_Task requirements_. Copy every line from the start of the data down to the line with "xmin=520 ymin=0 xmax=592 ymax=57", moving each result box coordinate up by 126 and leaving the sample boxes unchanged. Leave the pictures out.

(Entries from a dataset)
================================
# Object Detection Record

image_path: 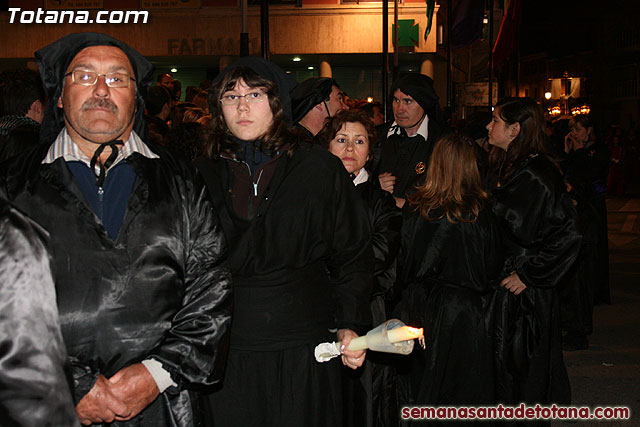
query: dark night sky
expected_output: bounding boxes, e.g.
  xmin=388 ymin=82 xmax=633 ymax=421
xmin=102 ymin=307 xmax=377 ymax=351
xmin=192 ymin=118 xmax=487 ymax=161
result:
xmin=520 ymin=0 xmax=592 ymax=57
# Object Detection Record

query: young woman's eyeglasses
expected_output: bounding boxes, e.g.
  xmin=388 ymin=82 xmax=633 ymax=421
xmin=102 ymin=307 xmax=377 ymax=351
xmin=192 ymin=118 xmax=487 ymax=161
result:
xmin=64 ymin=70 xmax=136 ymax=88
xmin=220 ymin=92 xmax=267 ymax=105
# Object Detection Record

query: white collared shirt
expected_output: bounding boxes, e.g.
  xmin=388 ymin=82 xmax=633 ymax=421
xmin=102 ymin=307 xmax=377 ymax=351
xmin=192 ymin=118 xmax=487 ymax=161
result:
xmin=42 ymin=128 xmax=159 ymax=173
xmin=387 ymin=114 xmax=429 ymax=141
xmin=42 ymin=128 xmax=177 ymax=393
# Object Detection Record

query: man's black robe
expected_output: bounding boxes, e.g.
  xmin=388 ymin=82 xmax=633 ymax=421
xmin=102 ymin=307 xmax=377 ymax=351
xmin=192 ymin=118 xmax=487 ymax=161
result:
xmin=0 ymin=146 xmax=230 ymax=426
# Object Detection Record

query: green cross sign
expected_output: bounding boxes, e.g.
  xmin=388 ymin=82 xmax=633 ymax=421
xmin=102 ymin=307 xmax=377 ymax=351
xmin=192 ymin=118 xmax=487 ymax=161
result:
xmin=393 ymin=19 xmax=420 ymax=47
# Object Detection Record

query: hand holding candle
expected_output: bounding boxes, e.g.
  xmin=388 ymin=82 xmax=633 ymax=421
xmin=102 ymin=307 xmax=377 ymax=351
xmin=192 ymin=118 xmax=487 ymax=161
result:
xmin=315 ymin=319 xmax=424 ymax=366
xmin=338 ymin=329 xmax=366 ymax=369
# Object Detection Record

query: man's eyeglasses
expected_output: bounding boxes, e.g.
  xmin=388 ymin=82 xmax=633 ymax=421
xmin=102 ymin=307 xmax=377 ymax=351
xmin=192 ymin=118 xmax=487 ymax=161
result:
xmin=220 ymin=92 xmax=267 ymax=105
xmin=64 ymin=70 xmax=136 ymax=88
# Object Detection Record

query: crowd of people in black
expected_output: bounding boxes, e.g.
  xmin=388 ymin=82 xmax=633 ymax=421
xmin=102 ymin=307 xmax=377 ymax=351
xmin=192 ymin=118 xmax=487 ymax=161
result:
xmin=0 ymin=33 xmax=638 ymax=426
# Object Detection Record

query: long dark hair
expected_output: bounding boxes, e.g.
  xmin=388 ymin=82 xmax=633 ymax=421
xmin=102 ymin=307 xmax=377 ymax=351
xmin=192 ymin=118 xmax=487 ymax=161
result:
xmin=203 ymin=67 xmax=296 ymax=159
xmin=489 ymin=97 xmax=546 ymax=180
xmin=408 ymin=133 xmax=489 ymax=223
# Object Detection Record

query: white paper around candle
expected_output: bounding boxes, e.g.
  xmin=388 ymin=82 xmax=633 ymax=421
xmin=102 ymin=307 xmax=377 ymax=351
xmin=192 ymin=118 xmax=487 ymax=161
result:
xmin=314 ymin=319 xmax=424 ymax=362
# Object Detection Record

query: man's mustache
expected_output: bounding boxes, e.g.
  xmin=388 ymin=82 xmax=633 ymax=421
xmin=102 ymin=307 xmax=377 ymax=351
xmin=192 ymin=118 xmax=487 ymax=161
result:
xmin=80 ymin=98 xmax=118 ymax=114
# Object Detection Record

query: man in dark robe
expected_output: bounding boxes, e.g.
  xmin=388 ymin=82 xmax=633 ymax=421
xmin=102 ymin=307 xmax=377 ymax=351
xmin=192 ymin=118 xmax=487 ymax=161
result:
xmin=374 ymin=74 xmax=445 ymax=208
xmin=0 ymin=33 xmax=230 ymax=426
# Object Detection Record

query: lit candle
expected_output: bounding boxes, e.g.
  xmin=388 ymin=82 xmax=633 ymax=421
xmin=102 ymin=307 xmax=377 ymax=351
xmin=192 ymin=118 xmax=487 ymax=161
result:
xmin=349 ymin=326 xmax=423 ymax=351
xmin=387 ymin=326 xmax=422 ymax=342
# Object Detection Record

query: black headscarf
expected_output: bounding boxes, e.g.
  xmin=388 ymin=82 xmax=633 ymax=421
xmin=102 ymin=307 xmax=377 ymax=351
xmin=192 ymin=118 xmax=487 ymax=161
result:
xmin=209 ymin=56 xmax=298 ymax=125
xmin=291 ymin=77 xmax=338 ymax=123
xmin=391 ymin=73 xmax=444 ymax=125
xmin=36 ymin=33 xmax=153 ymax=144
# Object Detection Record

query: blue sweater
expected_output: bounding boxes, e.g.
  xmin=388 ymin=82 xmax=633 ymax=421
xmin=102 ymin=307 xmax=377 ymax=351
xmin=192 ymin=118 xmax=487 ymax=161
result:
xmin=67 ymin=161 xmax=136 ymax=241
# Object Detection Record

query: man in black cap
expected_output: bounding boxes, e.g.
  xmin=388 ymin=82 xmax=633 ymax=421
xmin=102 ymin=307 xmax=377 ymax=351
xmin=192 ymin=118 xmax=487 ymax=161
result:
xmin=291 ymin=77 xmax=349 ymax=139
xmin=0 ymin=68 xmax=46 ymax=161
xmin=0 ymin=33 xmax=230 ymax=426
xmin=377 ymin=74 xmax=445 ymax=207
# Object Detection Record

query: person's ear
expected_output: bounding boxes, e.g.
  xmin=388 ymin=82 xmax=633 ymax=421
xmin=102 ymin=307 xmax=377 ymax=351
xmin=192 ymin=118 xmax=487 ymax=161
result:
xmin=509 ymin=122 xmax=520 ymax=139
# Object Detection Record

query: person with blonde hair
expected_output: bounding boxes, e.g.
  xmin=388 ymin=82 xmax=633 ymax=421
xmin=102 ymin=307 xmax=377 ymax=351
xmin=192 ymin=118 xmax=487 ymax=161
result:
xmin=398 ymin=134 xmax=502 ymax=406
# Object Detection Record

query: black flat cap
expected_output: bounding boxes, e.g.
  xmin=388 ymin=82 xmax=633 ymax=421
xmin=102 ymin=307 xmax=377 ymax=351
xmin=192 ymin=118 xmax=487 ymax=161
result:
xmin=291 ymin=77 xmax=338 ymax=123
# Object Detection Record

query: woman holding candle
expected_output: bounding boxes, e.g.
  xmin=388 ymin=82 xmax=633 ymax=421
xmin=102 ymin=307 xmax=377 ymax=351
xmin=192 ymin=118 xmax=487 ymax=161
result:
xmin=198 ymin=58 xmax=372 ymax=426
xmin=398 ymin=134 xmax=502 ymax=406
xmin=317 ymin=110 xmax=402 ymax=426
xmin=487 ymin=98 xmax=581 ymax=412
================================
_Solved exercise_.
# Object Detection Record

image_path: 
query: dark night sky
expected_output: bounding boxes, e.g.
  xmin=388 ymin=82 xmax=633 ymax=421
xmin=102 ymin=307 xmax=377 ymax=351
xmin=192 ymin=118 xmax=487 ymax=161
result:
xmin=646 ymin=126 xmax=718 ymax=183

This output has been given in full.